> [Data for review]:
-*-

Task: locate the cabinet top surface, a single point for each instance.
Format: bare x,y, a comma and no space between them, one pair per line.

-*-

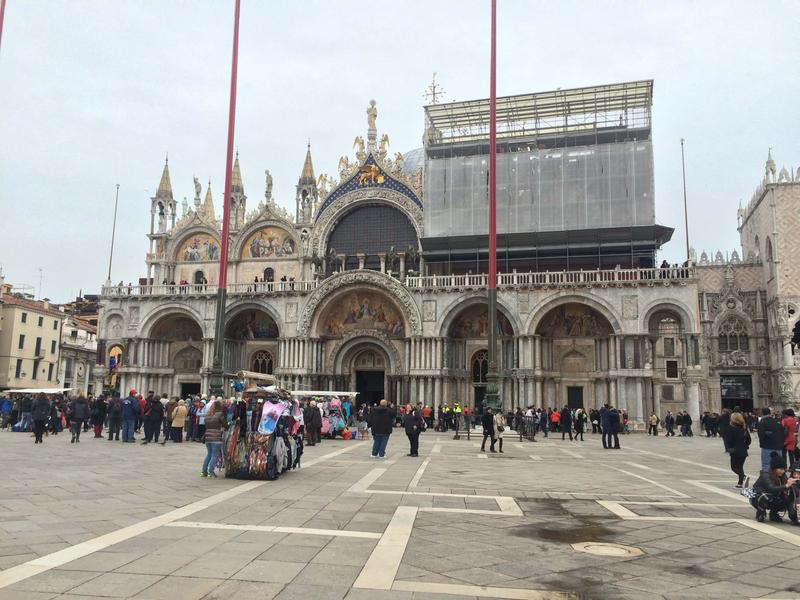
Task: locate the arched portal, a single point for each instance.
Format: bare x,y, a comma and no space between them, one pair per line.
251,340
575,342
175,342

-*-

> [Problem requirements]:
Check each line of the data above, and please copy the ones in which the string "locate" occurs.

> [Written solution]:
Task: locate the cabinet top surface, a single point for each instance.
Task: locate the arched portal, a single point for each instance.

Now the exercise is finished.